▼

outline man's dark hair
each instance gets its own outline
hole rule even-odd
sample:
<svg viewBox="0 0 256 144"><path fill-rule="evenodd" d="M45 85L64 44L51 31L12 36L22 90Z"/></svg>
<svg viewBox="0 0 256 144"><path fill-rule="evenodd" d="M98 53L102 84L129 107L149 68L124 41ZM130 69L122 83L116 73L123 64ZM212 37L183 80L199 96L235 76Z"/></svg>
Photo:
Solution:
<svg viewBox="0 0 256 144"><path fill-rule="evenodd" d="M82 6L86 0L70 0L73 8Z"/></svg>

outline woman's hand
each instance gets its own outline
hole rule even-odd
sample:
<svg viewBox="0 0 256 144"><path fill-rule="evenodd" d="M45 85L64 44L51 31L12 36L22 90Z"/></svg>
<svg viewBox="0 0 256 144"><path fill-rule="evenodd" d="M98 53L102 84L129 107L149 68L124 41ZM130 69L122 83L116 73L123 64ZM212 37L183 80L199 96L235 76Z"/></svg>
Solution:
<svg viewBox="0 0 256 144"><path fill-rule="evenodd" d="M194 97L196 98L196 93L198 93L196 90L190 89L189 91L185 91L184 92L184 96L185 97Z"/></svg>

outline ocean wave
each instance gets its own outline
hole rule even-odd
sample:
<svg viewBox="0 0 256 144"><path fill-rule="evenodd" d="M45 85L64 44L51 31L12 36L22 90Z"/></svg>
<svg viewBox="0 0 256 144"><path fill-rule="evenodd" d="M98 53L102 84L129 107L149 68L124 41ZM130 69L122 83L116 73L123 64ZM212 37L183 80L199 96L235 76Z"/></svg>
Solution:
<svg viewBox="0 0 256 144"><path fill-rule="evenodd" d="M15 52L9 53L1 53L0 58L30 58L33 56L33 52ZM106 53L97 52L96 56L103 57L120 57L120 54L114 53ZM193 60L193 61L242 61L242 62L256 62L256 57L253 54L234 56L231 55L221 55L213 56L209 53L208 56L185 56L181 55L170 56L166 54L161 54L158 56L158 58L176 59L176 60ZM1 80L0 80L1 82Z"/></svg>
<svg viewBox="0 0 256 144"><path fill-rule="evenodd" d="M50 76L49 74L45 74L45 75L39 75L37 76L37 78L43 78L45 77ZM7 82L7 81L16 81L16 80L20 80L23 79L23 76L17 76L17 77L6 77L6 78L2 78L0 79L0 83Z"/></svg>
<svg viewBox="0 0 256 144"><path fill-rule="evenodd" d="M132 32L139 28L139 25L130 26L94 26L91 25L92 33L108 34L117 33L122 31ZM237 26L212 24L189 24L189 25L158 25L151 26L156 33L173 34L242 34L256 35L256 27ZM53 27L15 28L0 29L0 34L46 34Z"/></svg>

▲
▼

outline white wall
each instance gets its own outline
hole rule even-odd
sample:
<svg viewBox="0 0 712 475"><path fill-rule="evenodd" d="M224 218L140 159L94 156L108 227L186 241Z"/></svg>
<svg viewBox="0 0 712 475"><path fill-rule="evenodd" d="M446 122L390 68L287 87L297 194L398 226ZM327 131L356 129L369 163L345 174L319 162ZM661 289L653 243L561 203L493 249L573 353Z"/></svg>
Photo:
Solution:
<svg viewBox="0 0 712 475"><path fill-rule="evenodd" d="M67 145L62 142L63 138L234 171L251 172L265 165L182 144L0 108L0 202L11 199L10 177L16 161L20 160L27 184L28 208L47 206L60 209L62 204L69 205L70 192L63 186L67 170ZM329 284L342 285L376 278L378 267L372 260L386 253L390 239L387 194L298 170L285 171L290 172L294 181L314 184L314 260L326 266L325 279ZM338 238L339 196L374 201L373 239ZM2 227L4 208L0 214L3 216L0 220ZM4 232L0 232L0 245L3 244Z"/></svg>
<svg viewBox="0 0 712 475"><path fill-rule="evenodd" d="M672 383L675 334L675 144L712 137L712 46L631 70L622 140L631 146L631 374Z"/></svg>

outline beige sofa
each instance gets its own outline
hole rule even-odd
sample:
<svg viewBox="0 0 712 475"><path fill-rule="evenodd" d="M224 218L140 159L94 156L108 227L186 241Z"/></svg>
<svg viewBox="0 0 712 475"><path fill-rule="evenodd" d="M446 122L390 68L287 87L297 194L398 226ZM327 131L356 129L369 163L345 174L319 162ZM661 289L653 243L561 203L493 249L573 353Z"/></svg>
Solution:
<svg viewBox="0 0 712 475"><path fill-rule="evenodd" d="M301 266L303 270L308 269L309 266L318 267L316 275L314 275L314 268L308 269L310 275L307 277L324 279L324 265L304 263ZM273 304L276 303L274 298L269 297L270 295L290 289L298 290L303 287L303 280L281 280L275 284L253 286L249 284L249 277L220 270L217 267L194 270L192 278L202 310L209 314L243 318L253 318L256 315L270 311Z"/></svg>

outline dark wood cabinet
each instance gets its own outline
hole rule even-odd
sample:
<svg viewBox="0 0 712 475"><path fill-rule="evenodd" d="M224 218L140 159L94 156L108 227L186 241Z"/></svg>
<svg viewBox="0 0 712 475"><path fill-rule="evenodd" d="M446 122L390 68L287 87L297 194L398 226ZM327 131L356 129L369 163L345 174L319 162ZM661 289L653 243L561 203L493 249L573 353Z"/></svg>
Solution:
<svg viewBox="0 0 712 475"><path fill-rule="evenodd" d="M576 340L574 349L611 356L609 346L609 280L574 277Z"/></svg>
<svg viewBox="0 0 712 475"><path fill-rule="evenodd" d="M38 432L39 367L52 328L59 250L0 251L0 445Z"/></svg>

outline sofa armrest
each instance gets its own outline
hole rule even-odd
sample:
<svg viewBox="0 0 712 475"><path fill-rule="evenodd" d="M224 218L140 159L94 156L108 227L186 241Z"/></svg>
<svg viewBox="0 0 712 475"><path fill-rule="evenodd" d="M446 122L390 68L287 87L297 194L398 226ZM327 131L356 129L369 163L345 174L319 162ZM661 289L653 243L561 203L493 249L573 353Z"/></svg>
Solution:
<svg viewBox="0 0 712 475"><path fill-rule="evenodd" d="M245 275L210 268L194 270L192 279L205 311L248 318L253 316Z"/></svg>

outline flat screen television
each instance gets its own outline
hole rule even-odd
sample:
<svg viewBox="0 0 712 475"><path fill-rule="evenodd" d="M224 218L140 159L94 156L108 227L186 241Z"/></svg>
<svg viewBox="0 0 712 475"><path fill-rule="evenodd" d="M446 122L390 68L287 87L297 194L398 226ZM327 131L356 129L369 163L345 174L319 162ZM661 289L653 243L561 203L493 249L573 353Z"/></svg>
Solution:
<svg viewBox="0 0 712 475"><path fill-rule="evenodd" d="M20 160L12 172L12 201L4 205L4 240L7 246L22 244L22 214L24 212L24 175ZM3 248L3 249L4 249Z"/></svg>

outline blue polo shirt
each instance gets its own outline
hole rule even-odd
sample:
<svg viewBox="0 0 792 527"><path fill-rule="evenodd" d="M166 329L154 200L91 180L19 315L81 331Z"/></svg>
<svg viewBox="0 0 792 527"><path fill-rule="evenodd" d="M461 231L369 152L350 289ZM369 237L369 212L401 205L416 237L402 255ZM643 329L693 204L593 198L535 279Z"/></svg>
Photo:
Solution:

▲
▼

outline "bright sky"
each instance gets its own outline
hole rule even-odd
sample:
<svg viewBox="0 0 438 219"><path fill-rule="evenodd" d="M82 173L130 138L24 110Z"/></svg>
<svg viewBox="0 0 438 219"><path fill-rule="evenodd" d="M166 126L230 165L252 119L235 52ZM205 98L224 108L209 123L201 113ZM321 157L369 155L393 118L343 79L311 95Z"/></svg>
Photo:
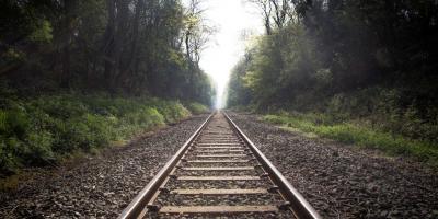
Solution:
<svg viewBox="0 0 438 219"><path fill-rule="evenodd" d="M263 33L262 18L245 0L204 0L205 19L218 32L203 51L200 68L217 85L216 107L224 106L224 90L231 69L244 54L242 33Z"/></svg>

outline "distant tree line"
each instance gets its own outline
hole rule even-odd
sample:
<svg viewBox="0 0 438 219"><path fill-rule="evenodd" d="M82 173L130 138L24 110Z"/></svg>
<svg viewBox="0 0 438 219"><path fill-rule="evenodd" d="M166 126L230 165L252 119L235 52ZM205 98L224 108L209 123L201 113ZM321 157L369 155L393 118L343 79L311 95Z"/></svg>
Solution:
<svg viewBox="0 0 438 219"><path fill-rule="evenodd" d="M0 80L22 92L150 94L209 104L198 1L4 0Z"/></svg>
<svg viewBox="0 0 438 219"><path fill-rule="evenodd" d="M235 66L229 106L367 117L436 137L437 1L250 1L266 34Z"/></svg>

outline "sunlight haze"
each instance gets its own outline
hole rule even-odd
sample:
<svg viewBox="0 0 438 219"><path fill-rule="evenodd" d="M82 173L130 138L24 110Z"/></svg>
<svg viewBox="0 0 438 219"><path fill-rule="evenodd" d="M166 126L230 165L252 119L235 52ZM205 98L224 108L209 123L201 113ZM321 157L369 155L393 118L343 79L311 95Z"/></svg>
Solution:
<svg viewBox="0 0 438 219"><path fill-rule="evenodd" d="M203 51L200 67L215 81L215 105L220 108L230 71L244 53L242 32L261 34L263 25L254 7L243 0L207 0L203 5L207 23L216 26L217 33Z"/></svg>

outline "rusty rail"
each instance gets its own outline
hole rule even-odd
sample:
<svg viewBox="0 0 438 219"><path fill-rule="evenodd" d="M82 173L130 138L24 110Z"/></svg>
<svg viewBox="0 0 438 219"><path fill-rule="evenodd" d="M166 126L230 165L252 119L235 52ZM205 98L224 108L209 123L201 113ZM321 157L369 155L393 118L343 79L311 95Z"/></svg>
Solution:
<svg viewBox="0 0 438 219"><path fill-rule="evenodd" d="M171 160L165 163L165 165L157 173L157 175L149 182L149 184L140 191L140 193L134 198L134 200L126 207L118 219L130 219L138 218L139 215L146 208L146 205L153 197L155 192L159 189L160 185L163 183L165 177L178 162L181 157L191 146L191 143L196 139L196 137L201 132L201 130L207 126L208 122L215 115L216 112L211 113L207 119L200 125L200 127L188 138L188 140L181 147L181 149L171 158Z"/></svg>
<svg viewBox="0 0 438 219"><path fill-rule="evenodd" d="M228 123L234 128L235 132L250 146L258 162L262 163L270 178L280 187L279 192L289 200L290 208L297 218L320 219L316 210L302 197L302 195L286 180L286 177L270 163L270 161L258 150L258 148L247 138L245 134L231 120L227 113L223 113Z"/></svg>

▲

TASK PROMPT
Rewrite the stretch from the line containing "outline sofa armrest" through the line containing "160L12 172L12 201L4", swapping "instance" for "object" and leaving everything else as it is.

RESULT FOR THIS TASK
outline sofa armrest
each object gets its own outline
hole rule even-odd
sample:
<svg viewBox="0 0 712 475"><path fill-rule="evenodd" d="M224 218L140 159L94 156L108 227L186 241Z"/></svg>
<svg viewBox="0 0 712 475"><path fill-rule="evenodd" d="M446 122L390 68L287 87L297 194L398 226ZM327 131L356 129L369 163L345 174L319 162ZM661 289L653 243L561 203L493 249L573 353Z"/></svg>
Solution:
<svg viewBox="0 0 712 475"><path fill-rule="evenodd" d="M245 275L210 268L194 270L192 279L205 311L248 318L253 316Z"/></svg>

outline flat screen television
each object gets its own outline
hole rule even-odd
sample:
<svg viewBox="0 0 712 475"><path fill-rule="evenodd" d="M224 218L140 159L94 156L108 227L186 241Z"/></svg>
<svg viewBox="0 0 712 475"><path fill-rule="evenodd" d="M446 122L390 68L287 87L297 194L398 226ZM327 131L356 129L369 163L345 174L319 162ZM661 289L653 243L561 203L493 249L573 353Z"/></svg>
Solution:
<svg viewBox="0 0 712 475"><path fill-rule="evenodd" d="M20 160L12 172L12 201L4 205L4 240L7 246L22 244L22 214L24 212L24 175ZM3 248L3 249L4 249Z"/></svg>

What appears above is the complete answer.